Activity:
In the entries below, count every line containing "camouflage". Reply with the number alone.

Records drawn from a dataset:
BEGIN
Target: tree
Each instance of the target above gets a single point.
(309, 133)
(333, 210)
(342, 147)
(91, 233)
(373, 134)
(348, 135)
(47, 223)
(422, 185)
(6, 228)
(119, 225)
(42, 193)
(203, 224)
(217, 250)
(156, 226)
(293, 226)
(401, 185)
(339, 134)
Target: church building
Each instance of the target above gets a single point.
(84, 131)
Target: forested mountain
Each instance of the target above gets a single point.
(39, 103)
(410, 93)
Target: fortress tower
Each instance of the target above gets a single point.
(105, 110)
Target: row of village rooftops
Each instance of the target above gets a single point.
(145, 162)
END
BEGIN
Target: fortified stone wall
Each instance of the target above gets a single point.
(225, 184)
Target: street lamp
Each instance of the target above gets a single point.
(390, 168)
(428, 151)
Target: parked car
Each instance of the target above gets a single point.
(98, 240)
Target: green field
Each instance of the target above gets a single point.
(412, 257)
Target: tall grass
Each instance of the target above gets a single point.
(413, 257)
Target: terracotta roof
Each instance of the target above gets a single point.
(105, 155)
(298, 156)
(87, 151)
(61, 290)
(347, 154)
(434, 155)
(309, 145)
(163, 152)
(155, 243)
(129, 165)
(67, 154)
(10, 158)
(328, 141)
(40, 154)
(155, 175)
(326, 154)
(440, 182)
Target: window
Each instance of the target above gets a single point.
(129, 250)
END
BEGIN
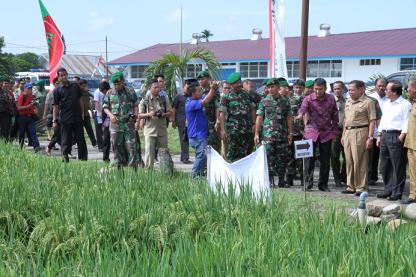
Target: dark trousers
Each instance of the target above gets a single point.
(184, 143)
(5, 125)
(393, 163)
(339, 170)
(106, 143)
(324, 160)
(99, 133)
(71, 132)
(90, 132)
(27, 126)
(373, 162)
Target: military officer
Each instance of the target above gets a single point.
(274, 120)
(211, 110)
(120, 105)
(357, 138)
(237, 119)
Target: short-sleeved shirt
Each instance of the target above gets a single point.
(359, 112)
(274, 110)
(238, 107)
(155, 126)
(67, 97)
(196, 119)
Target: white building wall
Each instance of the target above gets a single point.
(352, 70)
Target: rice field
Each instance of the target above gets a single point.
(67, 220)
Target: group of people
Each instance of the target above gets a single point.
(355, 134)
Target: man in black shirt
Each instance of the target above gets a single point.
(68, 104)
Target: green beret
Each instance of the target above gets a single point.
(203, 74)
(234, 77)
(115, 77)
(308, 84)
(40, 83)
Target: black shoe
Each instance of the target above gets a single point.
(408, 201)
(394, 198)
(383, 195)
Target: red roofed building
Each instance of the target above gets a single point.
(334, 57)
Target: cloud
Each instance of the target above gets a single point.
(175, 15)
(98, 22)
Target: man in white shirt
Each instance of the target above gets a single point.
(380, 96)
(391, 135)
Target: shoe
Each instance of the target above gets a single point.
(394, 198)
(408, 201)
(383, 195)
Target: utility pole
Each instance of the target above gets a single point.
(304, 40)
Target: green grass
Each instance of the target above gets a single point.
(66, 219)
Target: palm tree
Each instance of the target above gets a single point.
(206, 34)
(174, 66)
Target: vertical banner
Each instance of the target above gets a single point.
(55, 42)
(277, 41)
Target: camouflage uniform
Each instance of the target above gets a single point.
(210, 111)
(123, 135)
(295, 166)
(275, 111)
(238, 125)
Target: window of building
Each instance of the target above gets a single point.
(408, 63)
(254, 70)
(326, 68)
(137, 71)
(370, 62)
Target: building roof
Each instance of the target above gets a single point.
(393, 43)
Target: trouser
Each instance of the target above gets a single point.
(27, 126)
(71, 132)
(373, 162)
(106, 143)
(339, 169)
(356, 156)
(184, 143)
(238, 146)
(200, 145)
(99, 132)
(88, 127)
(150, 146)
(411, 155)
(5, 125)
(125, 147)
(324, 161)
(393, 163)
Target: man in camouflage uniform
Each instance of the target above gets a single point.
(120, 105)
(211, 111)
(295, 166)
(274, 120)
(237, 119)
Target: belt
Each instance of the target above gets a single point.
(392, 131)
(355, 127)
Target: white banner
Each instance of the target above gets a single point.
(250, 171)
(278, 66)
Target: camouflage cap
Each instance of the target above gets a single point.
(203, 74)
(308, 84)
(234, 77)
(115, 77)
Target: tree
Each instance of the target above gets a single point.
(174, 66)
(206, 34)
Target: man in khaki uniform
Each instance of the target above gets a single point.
END
Answer area:
3